■ **Exercise objective**: Whatever lies between the line with "Exercise. For every instance of the dark concrete" and the end of the data, both included, must be copied exactly and without pictures.
━━━━━ Extracted data ━━━━━
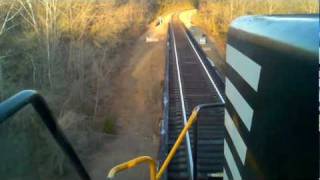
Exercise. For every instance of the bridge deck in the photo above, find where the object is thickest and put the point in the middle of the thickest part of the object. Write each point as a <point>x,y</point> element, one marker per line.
<point>190,84</point>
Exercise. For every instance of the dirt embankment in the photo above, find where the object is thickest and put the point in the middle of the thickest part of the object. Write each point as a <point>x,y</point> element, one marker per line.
<point>136,104</point>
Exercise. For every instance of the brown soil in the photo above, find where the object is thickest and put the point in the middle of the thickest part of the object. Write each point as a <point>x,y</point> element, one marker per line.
<point>136,103</point>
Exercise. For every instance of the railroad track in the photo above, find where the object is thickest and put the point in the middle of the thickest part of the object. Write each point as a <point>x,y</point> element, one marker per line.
<point>192,81</point>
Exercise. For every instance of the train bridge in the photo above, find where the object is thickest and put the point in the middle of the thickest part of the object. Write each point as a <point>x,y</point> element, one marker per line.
<point>260,122</point>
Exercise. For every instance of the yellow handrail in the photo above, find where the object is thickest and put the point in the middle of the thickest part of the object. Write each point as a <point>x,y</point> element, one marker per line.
<point>133,163</point>
<point>152,163</point>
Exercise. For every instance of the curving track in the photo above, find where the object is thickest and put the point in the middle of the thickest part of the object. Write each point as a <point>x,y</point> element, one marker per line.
<point>193,81</point>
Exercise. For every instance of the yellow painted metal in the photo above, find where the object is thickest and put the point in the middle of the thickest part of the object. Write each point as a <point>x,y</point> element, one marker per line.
<point>152,163</point>
<point>178,142</point>
<point>133,163</point>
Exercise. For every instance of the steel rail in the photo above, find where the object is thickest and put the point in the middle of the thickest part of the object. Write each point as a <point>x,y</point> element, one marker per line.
<point>204,67</point>
<point>189,150</point>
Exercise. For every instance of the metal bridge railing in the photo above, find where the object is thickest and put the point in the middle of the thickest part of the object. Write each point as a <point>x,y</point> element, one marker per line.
<point>15,103</point>
<point>152,163</point>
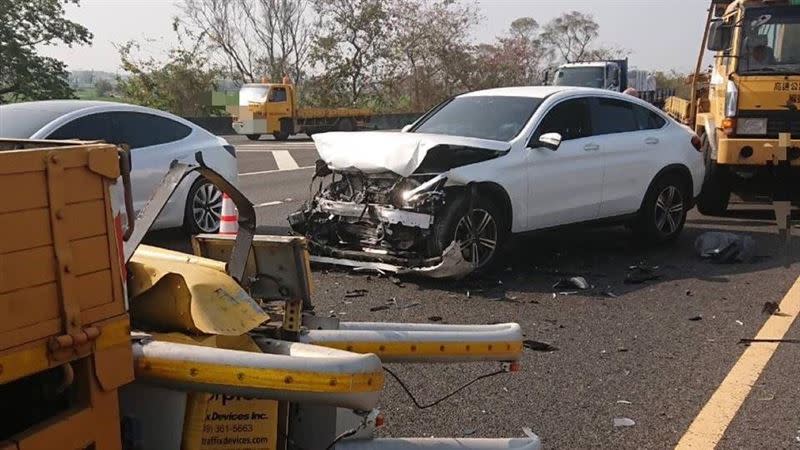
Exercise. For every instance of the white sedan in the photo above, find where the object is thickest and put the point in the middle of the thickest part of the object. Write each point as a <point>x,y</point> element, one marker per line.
<point>155,138</point>
<point>485,165</point>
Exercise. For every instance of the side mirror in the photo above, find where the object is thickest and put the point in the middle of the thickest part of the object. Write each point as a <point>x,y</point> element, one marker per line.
<point>719,36</point>
<point>550,141</point>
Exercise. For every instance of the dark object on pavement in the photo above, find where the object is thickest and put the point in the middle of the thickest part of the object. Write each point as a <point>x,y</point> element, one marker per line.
<point>724,247</point>
<point>572,283</point>
<point>770,308</point>
<point>640,273</point>
<point>538,346</point>
<point>356,293</point>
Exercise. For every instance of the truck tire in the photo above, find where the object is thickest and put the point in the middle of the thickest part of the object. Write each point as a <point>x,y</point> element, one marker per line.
<point>716,192</point>
<point>346,124</point>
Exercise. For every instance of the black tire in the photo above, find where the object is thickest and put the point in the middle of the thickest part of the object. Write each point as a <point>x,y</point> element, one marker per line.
<point>346,124</point>
<point>453,224</point>
<point>716,192</point>
<point>207,198</point>
<point>280,136</point>
<point>663,212</point>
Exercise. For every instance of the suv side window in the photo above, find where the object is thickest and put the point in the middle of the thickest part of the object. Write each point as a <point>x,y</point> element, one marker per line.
<point>569,118</point>
<point>94,127</point>
<point>144,130</point>
<point>648,120</point>
<point>614,116</point>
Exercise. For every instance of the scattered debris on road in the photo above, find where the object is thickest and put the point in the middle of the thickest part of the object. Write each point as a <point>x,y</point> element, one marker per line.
<point>538,346</point>
<point>356,293</point>
<point>722,247</point>
<point>623,422</point>
<point>640,273</point>
<point>770,308</point>
<point>579,283</point>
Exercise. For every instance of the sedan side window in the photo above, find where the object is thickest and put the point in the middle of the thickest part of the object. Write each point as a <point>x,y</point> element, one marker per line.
<point>648,120</point>
<point>94,127</point>
<point>569,118</point>
<point>614,116</point>
<point>145,130</point>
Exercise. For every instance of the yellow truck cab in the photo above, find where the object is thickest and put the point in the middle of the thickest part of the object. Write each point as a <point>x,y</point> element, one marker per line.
<point>272,108</point>
<point>753,92</point>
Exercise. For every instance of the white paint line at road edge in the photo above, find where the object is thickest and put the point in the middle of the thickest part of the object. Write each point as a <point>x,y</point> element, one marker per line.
<point>264,172</point>
<point>710,425</point>
<point>284,160</point>
<point>275,203</point>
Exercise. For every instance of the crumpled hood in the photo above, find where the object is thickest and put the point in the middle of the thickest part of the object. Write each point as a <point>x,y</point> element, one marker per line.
<point>381,151</point>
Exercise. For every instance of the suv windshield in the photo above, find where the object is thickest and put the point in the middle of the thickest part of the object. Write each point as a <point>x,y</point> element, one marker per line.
<point>252,94</point>
<point>770,41</point>
<point>580,76</point>
<point>498,118</point>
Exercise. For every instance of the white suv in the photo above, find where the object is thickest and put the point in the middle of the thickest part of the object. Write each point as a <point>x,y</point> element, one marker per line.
<point>484,165</point>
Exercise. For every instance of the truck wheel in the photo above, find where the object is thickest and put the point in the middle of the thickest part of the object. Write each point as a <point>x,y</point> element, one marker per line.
<point>480,235</point>
<point>716,192</point>
<point>346,124</point>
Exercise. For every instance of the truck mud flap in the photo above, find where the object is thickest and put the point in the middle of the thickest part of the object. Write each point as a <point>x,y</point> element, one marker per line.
<point>530,443</point>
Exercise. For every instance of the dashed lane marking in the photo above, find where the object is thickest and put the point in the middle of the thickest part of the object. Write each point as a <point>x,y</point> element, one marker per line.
<point>709,426</point>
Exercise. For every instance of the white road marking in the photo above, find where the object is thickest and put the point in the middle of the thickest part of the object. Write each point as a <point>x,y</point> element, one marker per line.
<point>264,172</point>
<point>284,160</point>
<point>261,205</point>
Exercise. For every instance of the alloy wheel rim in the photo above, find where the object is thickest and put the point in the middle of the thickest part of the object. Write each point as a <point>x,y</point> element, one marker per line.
<point>476,235</point>
<point>669,210</point>
<point>207,208</point>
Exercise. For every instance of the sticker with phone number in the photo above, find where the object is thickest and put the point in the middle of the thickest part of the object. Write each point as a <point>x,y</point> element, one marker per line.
<point>787,86</point>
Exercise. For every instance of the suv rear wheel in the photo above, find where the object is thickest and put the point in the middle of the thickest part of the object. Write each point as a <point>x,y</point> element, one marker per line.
<point>664,209</point>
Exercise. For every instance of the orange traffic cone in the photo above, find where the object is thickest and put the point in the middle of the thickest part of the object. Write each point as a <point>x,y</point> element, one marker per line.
<point>229,220</point>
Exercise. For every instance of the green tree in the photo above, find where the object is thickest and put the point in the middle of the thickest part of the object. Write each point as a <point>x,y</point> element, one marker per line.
<point>25,24</point>
<point>103,87</point>
<point>181,84</point>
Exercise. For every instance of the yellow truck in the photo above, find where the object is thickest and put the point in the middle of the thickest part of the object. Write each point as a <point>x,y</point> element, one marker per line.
<point>272,108</point>
<point>746,109</point>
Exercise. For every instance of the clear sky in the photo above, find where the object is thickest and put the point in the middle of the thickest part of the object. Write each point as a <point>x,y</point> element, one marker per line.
<point>661,34</point>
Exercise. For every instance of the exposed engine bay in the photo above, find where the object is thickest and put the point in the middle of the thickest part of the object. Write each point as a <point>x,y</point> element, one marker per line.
<point>375,215</point>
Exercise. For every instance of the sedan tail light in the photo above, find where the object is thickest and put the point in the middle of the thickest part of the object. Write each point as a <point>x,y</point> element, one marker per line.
<point>697,143</point>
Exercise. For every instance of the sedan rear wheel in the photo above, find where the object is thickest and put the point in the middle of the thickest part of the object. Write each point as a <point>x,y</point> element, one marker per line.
<point>203,208</point>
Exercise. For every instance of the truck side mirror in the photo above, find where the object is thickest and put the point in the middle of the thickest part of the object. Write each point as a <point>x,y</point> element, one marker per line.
<point>719,36</point>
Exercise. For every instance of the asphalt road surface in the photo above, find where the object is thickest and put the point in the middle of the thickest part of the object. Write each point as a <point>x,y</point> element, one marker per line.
<point>664,353</point>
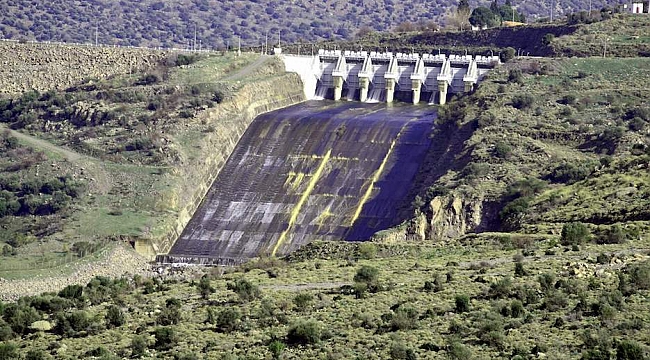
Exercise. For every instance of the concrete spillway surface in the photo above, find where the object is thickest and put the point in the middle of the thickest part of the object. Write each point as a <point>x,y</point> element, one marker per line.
<point>318,170</point>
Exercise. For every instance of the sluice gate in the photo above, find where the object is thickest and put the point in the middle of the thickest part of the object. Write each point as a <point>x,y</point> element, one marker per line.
<point>385,77</point>
<point>318,170</point>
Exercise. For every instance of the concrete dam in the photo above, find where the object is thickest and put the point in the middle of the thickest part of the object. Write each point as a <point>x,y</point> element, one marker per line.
<point>326,170</point>
<point>384,77</point>
<point>317,170</point>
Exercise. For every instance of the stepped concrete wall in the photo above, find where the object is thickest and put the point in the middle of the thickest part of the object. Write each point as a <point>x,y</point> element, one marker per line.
<point>230,120</point>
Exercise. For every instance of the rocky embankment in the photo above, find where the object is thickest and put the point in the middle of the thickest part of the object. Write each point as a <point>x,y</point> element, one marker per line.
<point>118,262</point>
<point>43,67</point>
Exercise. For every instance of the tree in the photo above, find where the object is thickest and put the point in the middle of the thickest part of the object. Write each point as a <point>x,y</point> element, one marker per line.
<point>138,346</point>
<point>114,317</point>
<point>369,276</point>
<point>482,16</point>
<point>574,233</point>
<point>244,289</point>
<point>305,332</point>
<point>205,288</point>
<point>166,338</point>
<point>462,303</point>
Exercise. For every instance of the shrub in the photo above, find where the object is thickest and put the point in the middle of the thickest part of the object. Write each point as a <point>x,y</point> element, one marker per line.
<point>276,348</point>
<point>244,289</point>
<point>205,288</point>
<point>138,346</point>
<point>36,354</point>
<point>303,301</point>
<point>569,173</point>
<point>148,79</point>
<point>516,308</point>
<point>166,338</point>
<point>501,288</point>
<point>502,150</point>
<point>228,319</point>
<point>523,101</point>
<point>513,214</point>
<point>574,234</point>
<point>369,276</point>
<point>519,270</point>
<point>114,317</point>
<point>462,303</point>
<point>404,318</point>
<point>74,292</point>
<point>218,97</point>
<point>305,332</point>
<point>171,313</point>
<point>629,350</point>
<point>508,54</point>
<point>546,282</point>
<point>457,351</point>
<point>614,235</point>
<point>399,351</point>
<point>9,351</point>
<point>367,250</point>
<point>516,76</point>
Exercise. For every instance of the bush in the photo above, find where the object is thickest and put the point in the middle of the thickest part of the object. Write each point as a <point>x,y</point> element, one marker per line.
<point>369,276</point>
<point>166,338</point>
<point>244,289</point>
<point>516,308</point>
<point>114,317</point>
<point>519,270</point>
<point>502,150</point>
<point>574,234</point>
<point>205,288</point>
<point>513,214</point>
<point>36,354</point>
<point>9,351</point>
<point>523,101</point>
<point>404,318</point>
<point>569,173</point>
<point>276,348</point>
<point>228,319</point>
<point>303,301</point>
<point>367,250</point>
<point>138,346</point>
<point>516,76</point>
<point>462,303</point>
<point>629,350</point>
<point>148,79</point>
<point>457,351</point>
<point>508,54</point>
<point>399,351</point>
<point>614,235</point>
<point>171,313</point>
<point>305,332</point>
<point>501,288</point>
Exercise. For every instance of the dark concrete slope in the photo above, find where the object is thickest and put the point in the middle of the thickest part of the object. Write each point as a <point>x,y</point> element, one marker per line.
<point>318,170</point>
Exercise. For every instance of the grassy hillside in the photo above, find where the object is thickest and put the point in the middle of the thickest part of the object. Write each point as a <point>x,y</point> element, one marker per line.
<point>217,23</point>
<point>113,159</point>
<point>475,299</point>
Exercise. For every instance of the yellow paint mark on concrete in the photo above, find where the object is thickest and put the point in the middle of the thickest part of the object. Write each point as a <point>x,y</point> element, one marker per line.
<point>294,180</point>
<point>322,218</point>
<point>376,176</point>
<point>296,209</point>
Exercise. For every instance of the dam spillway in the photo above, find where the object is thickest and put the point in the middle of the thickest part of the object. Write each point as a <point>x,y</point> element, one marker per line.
<point>320,170</point>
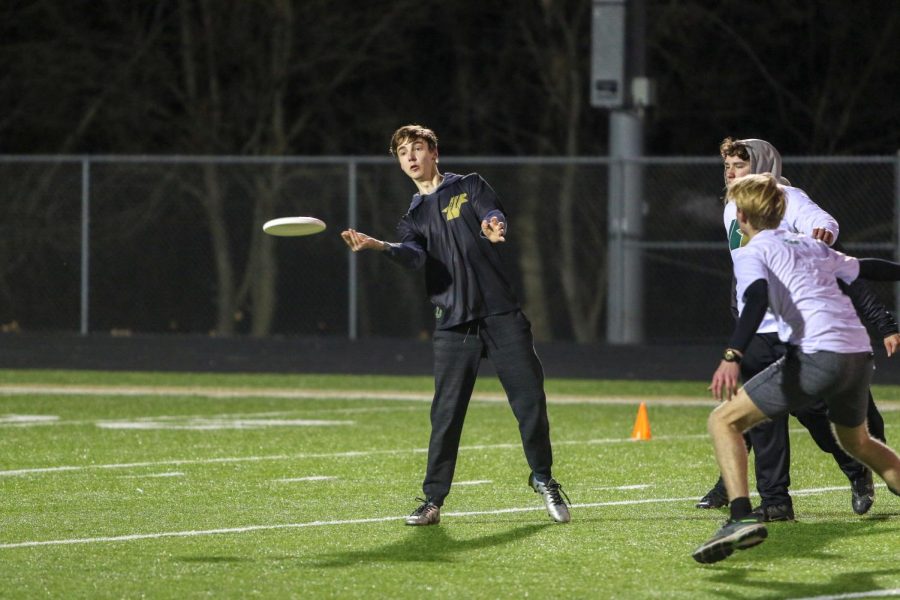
━━━━━
■ **Answer box**:
Exercise. For every instance of the dark concrete slope in the photo above, find where the object is thickest and put the point in the middle of the thickest part of the object. Write each point as a <point>x,y</point> element, one marker per line.
<point>318,170</point>
Exercise. For every instance of the grassy hillside in the photo above, find where the object is thickest and put the point in the middle of the thickest part of the object. Write each point as a <point>x,y</point> element, one marker per line.
<point>217,23</point>
<point>113,159</point>
<point>475,299</point>
Exercise. For every instance of the yellow paint mark on concrete in the photo above, find where the object is thickest and put the point in the middle of the thickest part of the object. Write each point as a <point>x,y</point> element, one marker per line.
<point>294,180</point>
<point>322,218</point>
<point>376,176</point>
<point>296,209</point>
Exercise. For every instance of the dam spillway in the photo above, find where the object is thickest and put the point in the middle of the thickest part of the object. Write each point as a <point>x,y</point> element, one marker per line.
<point>320,170</point>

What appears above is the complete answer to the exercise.